[[ Text under study open ]]

Procedure and Measures
Attachment Stimulus Presentation and Attachment Coding
Participants were administered with the fMRI-adapted version of the Adult AAP (Buchheim et al., 2006a), a validated representational adult attachment measure. The measure is comprised of a set of eight drawings, one neutral scene and seven attachment scenes. The picture set includes scenes that depict events associated with attachment activation, such as illness, separation, solitude, death, and threat (Bowlby, 1973). The picture presentation order is designed to gradually increase the activation of the attachment distress (George et al., 1999; George and West, 2003), a methodological feature that has been validated using fMRI analysis (Buchheim et al., 2006b). Pictures are administered in the following sequence: Child at Window—a child looks out a window; Departure—an adult man and woman stand facing each other with suitcases positioned nearby; Bench—a youth sits alone on a bench; Bed—a child and woman sit opposite each other on the child’s bed; Ambulance—a woman and a child watch someone being put on an ambulance stretcher; Cemetery—a man stands by a gravesite head stone; and Child in Corner—a child stands askance in a corner (example picture stimuli are provided in Figure 1).

[[ Text under study closed ]]
[[ Supplied information open ]]

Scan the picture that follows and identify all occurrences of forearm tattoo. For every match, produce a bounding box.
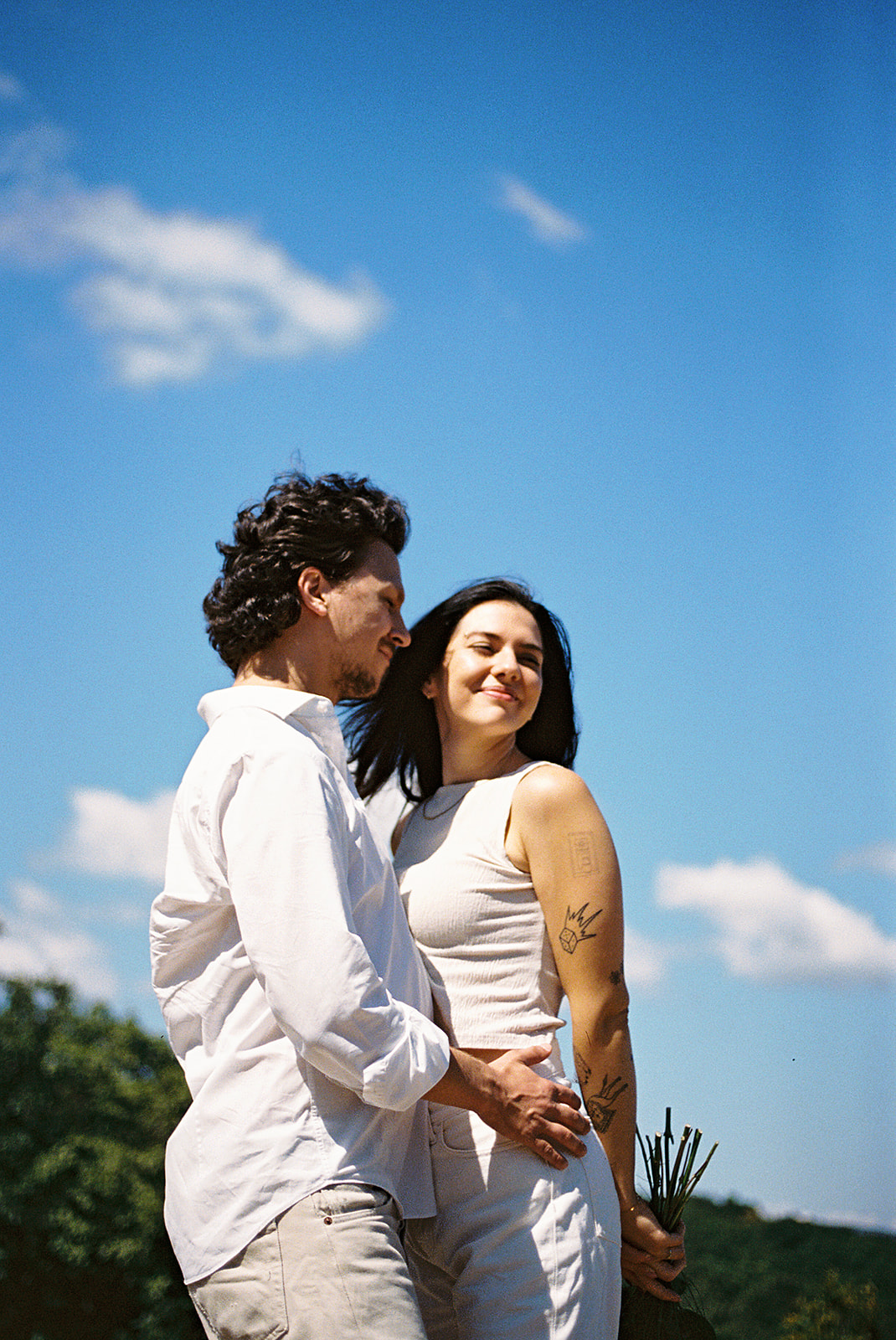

[[ Supplied information closed ]]

** Complete the following **
- A) From the passage on attachment stimulus presentation, list the titles of the pictures in the order they are administered.
- B) According to the passage on attachment stimulus presentation, how many drawings make up the measure, and how are they divided?

** Solution set **
- A) Child at Window, Departure, Bench, Bed, Ambulance, Cemetery, Child in Corner

- B) Eight drawings: one neutral scene and seven attachment scenes.